* _PROBLEM TO SOLVE_
Set out the material below as a numbered list, leaving out any blank lines.

* _DATA SUPPLIED_
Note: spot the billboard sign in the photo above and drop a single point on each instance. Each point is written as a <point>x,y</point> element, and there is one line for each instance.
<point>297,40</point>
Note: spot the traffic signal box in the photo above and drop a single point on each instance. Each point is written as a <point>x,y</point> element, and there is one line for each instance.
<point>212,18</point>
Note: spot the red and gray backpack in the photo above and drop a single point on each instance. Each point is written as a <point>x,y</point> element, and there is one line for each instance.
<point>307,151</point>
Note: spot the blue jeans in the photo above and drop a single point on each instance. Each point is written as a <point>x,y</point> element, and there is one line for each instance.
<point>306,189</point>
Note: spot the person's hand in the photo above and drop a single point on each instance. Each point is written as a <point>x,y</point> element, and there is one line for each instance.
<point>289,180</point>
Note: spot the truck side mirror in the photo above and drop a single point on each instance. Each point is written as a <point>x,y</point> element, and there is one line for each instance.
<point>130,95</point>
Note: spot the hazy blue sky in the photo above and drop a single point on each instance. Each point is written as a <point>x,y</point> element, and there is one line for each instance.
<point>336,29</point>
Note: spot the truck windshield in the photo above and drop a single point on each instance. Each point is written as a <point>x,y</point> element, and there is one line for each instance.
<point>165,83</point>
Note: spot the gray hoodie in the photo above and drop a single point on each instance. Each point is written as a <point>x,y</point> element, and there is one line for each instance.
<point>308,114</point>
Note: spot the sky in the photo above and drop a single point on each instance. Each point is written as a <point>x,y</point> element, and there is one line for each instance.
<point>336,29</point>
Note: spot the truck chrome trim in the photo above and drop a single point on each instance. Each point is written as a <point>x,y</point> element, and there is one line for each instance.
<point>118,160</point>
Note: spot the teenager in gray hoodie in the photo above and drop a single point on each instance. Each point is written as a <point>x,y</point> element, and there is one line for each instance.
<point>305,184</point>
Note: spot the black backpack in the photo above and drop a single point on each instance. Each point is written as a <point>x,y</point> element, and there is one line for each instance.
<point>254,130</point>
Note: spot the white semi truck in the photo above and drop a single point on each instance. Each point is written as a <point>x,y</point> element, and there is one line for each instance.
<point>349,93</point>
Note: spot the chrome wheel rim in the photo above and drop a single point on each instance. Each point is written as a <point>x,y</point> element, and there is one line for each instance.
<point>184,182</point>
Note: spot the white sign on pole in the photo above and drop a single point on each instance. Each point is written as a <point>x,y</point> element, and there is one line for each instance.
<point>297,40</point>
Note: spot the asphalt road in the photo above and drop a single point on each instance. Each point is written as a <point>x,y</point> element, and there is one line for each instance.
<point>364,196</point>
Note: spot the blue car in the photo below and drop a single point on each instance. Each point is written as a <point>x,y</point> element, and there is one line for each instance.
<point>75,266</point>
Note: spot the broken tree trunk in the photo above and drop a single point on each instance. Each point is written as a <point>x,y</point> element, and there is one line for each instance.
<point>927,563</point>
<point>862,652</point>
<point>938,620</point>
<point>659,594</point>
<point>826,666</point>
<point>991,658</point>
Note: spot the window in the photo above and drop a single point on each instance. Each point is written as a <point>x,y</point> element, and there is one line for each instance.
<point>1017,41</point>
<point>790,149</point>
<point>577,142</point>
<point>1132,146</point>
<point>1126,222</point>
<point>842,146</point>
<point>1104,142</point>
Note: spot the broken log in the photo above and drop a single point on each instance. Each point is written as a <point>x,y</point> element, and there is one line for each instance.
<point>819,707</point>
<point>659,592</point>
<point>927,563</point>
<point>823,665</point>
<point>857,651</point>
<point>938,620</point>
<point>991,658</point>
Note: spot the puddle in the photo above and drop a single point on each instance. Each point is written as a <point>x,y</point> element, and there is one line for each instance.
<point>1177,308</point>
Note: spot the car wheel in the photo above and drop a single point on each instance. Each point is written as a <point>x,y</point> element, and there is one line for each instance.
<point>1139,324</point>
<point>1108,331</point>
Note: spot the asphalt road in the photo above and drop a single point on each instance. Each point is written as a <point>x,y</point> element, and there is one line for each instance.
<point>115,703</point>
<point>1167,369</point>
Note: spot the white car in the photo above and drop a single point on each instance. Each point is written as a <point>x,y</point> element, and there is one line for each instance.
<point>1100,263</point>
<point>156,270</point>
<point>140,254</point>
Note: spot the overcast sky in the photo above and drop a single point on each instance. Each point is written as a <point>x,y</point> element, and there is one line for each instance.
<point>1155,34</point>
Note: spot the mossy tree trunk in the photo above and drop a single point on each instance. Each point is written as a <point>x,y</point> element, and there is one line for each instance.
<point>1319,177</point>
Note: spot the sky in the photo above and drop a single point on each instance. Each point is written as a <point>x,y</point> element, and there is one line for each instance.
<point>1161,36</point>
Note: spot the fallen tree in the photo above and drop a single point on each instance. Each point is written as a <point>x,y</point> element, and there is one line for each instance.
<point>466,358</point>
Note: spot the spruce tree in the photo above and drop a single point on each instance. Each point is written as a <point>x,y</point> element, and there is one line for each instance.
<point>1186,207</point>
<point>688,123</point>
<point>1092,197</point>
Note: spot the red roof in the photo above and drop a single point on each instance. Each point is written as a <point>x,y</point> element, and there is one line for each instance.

* _ANSWER TO THIS EXERCISE_
1. Note: spot the billboard sign in the photo above and drop a single point on each instance. Each point is written as a <point>x,y</point> element, and there is one line for each instance.
2. <point>297,40</point>
3. Note: spot the traffic signal box in the photo above and drop a single point on each instance. Each point is written as a <point>x,y</point> element, and there is one line for each instance.
4. <point>212,18</point>
5. Note: spot the red and gray backpack in the photo above and drop a single point on each instance. Each point is written as a <point>x,y</point> element, and there is one line for each instance.
6. <point>307,151</point>
7. Note: spot the blue jeans in the photo above and drop a single point on each instance. Each point is written as a <point>x,y</point> element, and there is one line for each instance.
8. <point>306,189</point>
9. Note: spot the person's hand in the photo above and drop a single point on each instance. Each point is written as a <point>x,y</point> element, and there is one line for each instance.
10. <point>289,180</point>
11. Note: spot the truck side mirror in the photo above and drop a single point on each instance. Each point is written as a <point>x,y</point> element, and there is one line for each instance.
12. <point>130,95</point>
13. Note: spot the hazy blue sky in the photo above and drop a single point on each instance. Each point is written as a <point>x,y</point> element, and there is one line for each instance.
14. <point>336,29</point>
15. Note: spot the truck windshield in the photo above and drop a single point on each instance. Each point is written as a <point>x,y</point> element, and there is one line for each instance.
16. <point>165,83</point>
17. Note: spot the gray hoodie in the photo above and drop a single point on each instance. Each point is written as a <point>x,y</point> element, and there is one line for each instance.
18. <point>308,114</point>
19. Note: spot the sky in the photo above and drop a single point on each instance. Each point is written as a <point>x,y</point> element, and there is one line for each instance.
20. <point>336,29</point>
21. Note: spot the truck chrome trim in the photo above and drop a single point on each instance. Each point is written as a <point>x,y</point> element, and there is one line for each instance.
22. <point>118,160</point>
23. Note: spot the teenager in gray hoodie in the photo above and drop a single point on each instance. Each point is written as a <point>x,y</point> element, and there is one line for each instance.
24. <point>305,184</point>
25. Note: spot the black backpack in the photo above and drop a single point on each instance. Each point is written as a <point>x,y</point> element, and there is one line for each instance.
26. <point>254,130</point>
27. Note: spot the white semi truck in the photo above and drop a single point on each instance. Each point is written as a <point>x,y</point> element, and there is one line for each instance.
28. <point>349,93</point>
29. Note: spot the chrome wheel rim in the photo above and drop a single point on each instance. Each point is written as a <point>x,y</point> element, and there is one line for each instance.
30. <point>184,182</point>
31. Note: spot the white sign on pole in the photo above and drop a single point on each instance. Each point is written as a <point>x,y</point> element, and there is one line for each instance.
32. <point>297,40</point>
33. Note: spot the asphalt road in the photo above and drop a single point on each instance. Each point is written as a <point>x,y</point> element, and there is one line for each instance.
34. <point>364,196</point>
35. Note: spot the blue car in the photo below and drop a single point on each instance. Each point is written as a <point>x,y</point> element, and there is one line for each instance.
36. <point>75,266</point>
37. Note: spot the broken tree trunk in the photo above and drop a single point on each instance. Each point is written as a <point>x,y</point> element, and there is one line for each instance.
38. <point>927,563</point>
39. <point>862,652</point>
40. <point>938,620</point>
41. <point>659,594</point>
42. <point>826,666</point>
43. <point>991,658</point>
44. Note: spot the window in the photo above and drop a single point on each instance. Each point is written as a <point>x,y</point> element, and there is one line for each instance.
45. <point>1017,41</point>
46. <point>790,149</point>
47. <point>577,142</point>
48. <point>1132,146</point>
49. <point>1126,222</point>
50. <point>842,146</point>
51. <point>1104,142</point>
52. Note: spot the broken log in the photo above and drop a single point on each instance. Each point is written as a <point>x,y</point> element, and there is one line for each instance.
53. <point>819,707</point>
54. <point>659,592</point>
55. <point>927,563</point>
56. <point>823,665</point>
57. <point>857,651</point>
58. <point>938,620</point>
59. <point>991,658</point>
60. Note: spot the puddle in the photo above and drop a single point on each instance. Each point is written as a <point>x,y</point> element, and there is one line for each instance.
61. <point>1177,308</point>
62. Note: spot the car wheel in the photo above and drop a single point on each instance. Each point is written as a <point>x,y</point> element, and there is one line for each instance.
63. <point>1139,324</point>
64. <point>1108,331</point>
65. Note: spot the asphalt road in the photo above and drop a single point on each instance. Each point is written as a <point>x,y</point> element, and there is one line for each instance.
66. <point>115,703</point>
67. <point>1167,369</point>
68. Note: spot the white car in the photo above and drop a single point on each instance. Each point is written as a <point>x,y</point> element, and there is one line for each instance.
69. <point>1100,263</point>
70. <point>156,270</point>
71. <point>140,254</point>
72. Note: spot the overcast sky in the photo above and drop a single point on each instance. Each point is written as a <point>x,y</point> element, and there is one line for each instance.
73. <point>1155,34</point>
74. Note: spot the mossy tree trunk in the photo above and drop a single point on each instance. Each point is written as a <point>x,y</point> element, and there is one line for each instance.
75. <point>1319,177</point>
76. Note: spot the sky in the photo above and drop a single point on each instance. Each point is written as a <point>x,y</point> element, and there is one line for each instance.
77. <point>1161,36</point>
78. Note: spot the fallen tree in the photo above and drop a single point on each instance. Each point is written as a <point>x,y</point> element, and there is one line for each instance.
79. <point>466,358</point>
80. Note: spot the spruce tree in the photo above and drop a single point on each instance. Each point is written as a <point>x,y</point> element, and there is one line for each instance.
81. <point>1186,207</point>
82. <point>688,123</point>
83. <point>1092,197</point>
84. Note: spot the red roof in the photo above and drop a single point on each instance. Each point is written as a <point>x,y</point> element, and there is one line for each instance.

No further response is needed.